→ Goal of the exercise:
Copy, without any change, everything in the material from the line containing "Per the specification, this detector localizes the flaky" down to the line containing "(271, 577), (538, 814)", both of those lines included.

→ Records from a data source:

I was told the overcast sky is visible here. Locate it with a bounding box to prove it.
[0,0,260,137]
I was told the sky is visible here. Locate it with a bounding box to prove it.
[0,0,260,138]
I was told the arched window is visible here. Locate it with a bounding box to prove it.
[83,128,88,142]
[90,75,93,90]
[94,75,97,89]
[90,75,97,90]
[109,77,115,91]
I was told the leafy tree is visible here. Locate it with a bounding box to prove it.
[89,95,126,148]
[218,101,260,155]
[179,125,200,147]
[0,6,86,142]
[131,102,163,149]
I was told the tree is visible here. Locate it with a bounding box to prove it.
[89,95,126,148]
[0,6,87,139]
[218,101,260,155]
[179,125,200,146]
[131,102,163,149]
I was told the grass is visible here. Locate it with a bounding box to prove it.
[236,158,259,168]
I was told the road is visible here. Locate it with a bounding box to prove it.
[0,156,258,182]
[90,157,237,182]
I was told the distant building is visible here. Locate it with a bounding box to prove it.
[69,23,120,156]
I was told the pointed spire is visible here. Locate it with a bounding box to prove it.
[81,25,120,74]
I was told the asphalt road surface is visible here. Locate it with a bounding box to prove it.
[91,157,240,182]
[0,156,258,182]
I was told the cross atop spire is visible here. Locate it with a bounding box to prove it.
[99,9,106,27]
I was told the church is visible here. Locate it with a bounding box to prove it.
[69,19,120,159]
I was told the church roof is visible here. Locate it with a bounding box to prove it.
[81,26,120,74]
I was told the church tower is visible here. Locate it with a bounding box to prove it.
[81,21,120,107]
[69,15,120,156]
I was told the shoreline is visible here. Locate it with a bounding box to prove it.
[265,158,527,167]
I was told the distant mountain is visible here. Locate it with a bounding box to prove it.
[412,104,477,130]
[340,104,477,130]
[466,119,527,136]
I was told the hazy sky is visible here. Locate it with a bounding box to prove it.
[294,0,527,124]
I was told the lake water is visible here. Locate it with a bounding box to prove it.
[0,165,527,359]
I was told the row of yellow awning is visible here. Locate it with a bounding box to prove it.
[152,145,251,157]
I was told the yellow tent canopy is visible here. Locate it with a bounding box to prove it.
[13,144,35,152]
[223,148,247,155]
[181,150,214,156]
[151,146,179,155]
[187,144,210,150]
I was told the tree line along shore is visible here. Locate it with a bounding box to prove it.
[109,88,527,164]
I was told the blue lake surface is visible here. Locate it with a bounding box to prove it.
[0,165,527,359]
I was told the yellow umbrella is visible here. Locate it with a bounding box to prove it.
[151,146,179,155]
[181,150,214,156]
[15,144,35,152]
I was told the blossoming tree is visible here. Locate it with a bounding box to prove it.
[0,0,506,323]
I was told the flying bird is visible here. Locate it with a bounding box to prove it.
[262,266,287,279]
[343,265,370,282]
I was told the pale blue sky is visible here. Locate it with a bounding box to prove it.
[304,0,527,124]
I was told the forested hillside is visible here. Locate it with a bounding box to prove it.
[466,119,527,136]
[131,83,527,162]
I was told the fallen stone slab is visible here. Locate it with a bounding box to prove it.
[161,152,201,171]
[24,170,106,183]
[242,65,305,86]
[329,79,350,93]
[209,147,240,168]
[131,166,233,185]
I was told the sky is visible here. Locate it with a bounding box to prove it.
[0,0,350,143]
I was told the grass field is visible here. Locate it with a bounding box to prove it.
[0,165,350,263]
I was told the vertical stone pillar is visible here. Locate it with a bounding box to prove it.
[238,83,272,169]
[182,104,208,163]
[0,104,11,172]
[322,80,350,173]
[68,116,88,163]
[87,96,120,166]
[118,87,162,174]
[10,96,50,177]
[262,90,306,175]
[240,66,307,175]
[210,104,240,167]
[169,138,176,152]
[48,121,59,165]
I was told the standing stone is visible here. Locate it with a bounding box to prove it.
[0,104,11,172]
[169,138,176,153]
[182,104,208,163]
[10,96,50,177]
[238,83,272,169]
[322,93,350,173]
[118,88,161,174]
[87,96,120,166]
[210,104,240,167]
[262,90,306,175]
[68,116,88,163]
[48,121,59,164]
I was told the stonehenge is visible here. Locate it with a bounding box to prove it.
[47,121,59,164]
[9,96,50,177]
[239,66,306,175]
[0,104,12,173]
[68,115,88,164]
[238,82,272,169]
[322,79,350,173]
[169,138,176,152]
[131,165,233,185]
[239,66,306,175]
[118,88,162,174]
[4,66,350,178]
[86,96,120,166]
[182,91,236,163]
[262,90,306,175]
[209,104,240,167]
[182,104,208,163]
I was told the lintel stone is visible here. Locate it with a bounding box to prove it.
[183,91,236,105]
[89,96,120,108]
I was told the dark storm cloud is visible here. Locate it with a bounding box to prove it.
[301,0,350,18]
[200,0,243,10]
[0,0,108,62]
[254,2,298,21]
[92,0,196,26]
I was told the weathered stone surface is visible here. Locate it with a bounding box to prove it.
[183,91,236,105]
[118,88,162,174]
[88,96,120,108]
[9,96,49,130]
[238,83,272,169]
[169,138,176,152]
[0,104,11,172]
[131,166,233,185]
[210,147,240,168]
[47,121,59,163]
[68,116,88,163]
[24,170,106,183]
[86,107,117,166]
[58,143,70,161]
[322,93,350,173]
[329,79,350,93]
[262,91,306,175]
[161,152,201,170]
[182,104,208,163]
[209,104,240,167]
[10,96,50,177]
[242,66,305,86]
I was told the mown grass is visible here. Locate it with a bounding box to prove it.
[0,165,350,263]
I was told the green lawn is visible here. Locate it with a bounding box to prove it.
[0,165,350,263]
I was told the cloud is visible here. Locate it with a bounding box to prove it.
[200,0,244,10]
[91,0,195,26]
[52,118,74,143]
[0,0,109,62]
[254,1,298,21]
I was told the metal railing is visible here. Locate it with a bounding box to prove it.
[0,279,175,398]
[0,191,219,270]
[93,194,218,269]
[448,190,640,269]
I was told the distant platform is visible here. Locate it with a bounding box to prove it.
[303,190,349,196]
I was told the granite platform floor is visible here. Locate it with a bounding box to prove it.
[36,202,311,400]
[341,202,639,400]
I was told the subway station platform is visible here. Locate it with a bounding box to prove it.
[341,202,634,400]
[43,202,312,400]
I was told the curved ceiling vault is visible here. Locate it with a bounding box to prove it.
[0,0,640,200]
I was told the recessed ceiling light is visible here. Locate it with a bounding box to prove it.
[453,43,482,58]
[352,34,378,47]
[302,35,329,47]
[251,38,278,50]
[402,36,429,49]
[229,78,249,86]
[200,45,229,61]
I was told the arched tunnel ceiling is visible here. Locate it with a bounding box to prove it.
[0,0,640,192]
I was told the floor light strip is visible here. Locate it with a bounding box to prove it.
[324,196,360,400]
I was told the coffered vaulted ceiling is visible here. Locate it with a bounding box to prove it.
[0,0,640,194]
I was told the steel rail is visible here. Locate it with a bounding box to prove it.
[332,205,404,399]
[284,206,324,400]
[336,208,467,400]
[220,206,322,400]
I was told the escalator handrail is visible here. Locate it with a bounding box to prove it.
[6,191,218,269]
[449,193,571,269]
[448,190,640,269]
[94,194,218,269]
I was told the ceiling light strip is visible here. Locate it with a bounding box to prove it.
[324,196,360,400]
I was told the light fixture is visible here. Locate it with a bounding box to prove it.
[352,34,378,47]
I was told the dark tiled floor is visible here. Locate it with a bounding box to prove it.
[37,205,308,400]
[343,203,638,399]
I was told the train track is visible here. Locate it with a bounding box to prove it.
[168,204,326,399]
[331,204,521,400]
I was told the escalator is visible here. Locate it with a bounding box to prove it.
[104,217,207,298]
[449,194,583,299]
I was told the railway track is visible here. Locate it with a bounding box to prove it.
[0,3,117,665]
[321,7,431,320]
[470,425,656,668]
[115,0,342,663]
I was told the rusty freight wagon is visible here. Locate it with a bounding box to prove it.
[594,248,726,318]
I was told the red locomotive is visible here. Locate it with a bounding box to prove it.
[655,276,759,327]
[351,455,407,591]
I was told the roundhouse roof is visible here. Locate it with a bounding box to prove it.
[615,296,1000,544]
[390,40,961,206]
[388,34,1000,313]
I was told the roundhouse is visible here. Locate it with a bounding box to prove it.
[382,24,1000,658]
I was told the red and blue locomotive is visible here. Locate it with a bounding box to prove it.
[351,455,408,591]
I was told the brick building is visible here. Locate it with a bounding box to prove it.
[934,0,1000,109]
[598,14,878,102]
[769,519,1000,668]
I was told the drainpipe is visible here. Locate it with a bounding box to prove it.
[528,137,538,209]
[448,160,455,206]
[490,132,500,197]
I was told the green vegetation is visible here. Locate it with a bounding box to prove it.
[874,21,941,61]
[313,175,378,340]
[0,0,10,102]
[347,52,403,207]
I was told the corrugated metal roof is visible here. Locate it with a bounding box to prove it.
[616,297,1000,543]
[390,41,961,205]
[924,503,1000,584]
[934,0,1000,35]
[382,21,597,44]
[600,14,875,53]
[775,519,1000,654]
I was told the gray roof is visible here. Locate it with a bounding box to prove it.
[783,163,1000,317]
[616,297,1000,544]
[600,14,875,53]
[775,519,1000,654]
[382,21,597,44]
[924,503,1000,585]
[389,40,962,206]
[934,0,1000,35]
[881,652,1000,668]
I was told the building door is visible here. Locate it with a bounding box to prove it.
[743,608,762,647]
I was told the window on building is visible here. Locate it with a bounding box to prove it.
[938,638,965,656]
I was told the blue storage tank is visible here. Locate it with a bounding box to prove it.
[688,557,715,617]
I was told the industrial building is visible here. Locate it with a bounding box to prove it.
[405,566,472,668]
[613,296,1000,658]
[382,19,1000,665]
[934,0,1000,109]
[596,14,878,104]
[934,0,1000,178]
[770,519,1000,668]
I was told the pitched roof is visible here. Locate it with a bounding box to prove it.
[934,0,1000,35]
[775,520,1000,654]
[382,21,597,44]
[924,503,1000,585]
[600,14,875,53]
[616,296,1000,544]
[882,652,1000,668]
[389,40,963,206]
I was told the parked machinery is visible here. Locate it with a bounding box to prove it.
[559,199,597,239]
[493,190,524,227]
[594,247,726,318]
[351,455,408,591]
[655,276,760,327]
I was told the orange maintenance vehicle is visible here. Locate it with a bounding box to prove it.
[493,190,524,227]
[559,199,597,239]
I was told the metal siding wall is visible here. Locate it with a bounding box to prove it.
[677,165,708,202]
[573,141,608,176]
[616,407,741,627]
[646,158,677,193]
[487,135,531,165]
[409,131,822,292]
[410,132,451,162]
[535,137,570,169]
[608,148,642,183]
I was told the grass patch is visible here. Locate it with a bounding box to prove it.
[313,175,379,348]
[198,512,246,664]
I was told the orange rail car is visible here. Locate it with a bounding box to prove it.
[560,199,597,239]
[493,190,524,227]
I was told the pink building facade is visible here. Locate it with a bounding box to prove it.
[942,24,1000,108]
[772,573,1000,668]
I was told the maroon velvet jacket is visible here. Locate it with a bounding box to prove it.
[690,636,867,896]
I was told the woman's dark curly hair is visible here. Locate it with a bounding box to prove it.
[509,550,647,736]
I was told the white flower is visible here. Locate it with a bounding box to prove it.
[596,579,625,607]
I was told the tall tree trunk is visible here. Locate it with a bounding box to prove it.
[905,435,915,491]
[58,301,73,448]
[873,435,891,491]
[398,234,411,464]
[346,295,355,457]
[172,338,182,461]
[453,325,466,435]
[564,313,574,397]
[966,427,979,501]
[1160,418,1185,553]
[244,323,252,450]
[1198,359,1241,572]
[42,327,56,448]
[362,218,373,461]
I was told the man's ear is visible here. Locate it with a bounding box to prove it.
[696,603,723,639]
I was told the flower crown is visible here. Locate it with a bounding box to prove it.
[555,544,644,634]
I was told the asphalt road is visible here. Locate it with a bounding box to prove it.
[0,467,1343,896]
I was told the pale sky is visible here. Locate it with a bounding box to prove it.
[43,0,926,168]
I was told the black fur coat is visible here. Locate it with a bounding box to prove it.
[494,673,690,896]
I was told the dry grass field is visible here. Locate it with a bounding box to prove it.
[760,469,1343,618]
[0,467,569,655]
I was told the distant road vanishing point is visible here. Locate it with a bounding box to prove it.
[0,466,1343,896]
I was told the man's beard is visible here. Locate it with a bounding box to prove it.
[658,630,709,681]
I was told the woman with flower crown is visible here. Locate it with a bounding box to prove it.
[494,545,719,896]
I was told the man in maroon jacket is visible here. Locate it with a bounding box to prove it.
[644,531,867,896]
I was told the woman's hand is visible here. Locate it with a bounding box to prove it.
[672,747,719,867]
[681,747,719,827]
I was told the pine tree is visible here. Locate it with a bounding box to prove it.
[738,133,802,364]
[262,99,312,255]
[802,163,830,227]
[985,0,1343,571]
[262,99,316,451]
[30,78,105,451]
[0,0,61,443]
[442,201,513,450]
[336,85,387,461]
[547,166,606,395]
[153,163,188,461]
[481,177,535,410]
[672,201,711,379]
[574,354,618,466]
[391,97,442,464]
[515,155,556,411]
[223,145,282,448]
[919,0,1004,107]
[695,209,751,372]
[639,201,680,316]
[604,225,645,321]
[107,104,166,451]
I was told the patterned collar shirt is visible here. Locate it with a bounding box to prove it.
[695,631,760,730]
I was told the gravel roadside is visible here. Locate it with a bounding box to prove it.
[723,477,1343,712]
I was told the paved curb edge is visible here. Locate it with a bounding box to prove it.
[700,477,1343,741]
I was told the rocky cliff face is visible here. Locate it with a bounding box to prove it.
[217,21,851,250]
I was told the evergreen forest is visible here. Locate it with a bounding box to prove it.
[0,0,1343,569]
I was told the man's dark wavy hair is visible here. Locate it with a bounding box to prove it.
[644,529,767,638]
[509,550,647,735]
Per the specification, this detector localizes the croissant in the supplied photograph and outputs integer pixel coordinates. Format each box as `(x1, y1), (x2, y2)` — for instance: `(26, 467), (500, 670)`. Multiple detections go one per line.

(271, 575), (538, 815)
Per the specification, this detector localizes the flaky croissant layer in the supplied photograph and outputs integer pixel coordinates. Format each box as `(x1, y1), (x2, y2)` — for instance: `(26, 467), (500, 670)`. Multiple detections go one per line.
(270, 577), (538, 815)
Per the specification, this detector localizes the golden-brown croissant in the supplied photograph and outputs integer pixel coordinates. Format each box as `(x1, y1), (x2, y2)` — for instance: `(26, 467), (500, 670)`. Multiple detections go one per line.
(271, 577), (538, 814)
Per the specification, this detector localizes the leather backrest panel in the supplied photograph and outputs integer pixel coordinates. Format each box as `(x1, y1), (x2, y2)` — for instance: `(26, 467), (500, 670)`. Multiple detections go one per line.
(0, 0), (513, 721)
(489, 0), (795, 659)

→ Solution for this task:
Per the specification, this detector localizes the flaky croissant layer in the supplied photograph and outputs integer pixel coordinates. Format each box as `(x1, y1), (x2, y2)` — for instance: `(26, 467), (500, 670)`. Multiple detections go one per line.
(270, 577), (538, 815)
Per the specification, this detector localizes the golden-brown croissant in the supplied photograph and outputs integer pixel coordinates. Format each box as `(x1, y1), (x2, y2)` — for instance: `(26, 467), (500, 670)`. Multiple detections go one per line.
(271, 577), (538, 814)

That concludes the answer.